TASK TO CARRY OUT.
An exact copy of all the data is the expected answer.

──────── GIVEN INFORMATION

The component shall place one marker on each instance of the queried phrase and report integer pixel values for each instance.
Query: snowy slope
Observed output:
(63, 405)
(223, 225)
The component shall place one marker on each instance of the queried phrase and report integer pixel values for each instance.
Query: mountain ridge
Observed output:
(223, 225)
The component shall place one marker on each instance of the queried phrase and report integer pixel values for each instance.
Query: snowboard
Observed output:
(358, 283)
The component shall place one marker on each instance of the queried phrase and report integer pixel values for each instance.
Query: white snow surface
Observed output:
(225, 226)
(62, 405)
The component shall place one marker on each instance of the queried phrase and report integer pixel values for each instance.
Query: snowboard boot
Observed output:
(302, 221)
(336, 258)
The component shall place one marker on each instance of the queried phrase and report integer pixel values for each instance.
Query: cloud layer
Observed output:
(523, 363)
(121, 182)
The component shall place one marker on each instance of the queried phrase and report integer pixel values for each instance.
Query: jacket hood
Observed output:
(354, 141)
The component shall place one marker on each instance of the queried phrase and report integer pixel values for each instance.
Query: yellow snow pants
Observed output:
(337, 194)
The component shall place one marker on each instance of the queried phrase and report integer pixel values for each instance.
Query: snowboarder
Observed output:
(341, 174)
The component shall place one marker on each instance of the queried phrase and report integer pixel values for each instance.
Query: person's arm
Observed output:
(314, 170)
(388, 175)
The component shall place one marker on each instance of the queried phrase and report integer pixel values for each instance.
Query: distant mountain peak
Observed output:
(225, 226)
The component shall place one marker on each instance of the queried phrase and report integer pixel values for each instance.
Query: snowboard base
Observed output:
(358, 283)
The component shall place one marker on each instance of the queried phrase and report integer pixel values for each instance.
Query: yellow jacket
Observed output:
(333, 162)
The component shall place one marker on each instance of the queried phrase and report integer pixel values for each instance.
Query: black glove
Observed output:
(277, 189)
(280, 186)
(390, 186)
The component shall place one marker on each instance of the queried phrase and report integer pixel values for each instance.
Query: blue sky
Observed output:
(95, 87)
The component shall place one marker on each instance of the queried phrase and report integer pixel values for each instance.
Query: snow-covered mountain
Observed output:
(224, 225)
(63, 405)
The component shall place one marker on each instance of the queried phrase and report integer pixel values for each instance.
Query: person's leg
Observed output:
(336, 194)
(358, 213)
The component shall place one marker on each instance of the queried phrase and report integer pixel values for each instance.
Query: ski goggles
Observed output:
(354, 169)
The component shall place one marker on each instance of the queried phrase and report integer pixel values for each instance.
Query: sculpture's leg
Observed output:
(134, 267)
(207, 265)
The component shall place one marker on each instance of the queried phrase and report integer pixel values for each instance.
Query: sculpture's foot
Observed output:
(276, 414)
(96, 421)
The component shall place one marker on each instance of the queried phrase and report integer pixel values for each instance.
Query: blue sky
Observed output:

────────────────

THE COMPLETED TASK.
The component shall place one marker on each instance of the queried phrase and report integer pixel values for each instance.
Query: snowy slope
Observed output:
(63, 405)
(223, 225)
The component shall place one marker on each instance of the queried phrase and report integer pixel values for each instance.
Query: mountain ridge
Observed output:
(223, 225)
The component shall place one marker on each instance of the queried phrase and report integer pixel values for each instance.
Query: snowboard
Observed output:
(358, 283)
The component shall place one marker on each instance of the queried phrase and report integer pixel values for each instance.
Query: white snow surface
Observed output:
(225, 226)
(62, 405)
The component shall place one marker on each instance of the queried phrase and report integer pixel values for each instance.
Query: snowboard boot
Observed output:
(302, 221)
(336, 258)
The component shall place one marker on each instance of the queried phrase and report integer pixel values for each instance.
Query: cloud layer
Observed output:
(523, 363)
(121, 182)
The component shall place one marker on each instance of the queried phrase and report integer pixel values for each instance.
Query: jacket hood
Observed output:
(354, 141)
The component shall place one marker on each instance of the queried phrase and report integer pixel values for each instance.
Query: yellow snow pants
Observed output:
(337, 194)
The component shall place one marker on each instance of the queried phrase and report integer pixel values for each instance.
Query: snowboarder
Observed output:
(341, 174)
The component shall place one marker on each instance of the queried phrase and report integer pixel values for each instance.
Query: person's arm
Observed output:
(314, 170)
(388, 175)
The component shall place one marker on each instance of the queried phrase and report integer pixel values for each instance.
Query: distant mountain peak
Observed output:
(225, 226)
The component shall place one marker on each instance of the queried phrase and report integer pixel values for each instance.
Query: snowboard base
Observed output:
(358, 283)
The component shall place one marker on each instance of the queried phrase and report integer pixel values for each instance.
Query: yellow jacket
Observed output:
(333, 162)
The component shall place one marker on each instance of the queried phrase and report integer pixel values for each instance.
Query: black glove
Observed output:
(277, 189)
(280, 186)
(390, 186)
The component shall place one marker on each instance of the queried phrase and report integer pixel values for each instance.
Query: blue sky
Observed output:
(95, 87)
The component shall place one marker on each instance of the queried phrase and report integer pixel values for each instance.
Query: snow-covered mountain
Observed output:
(224, 225)
(63, 405)
The component shall place one marker on each instance of the queried phrase and report integer pixel values for each instance.
Query: person's leg
Observed output:
(336, 194)
(358, 213)
The component shall place one marker on each instance of the queried phrase and report integer pixel values for each instance.
Query: ski goggles
Observed output:
(354, 169)
The component shall place one marker on each instance of the queried phrase and report integer pixel values for each instance.
Query: sculpture's leg
Observed output:
(134, 267)
(207, 265)
The component shall place one marker on each instance of the queried phrase and report integer pixel values for each instance.
Query: sculpture's foot
Observed output:
(276, 414)
(96, 421)
The component shall place one marker on each instance of the queried phrase and report integer pixel values for each instance.
Query: blue sky
Observed output:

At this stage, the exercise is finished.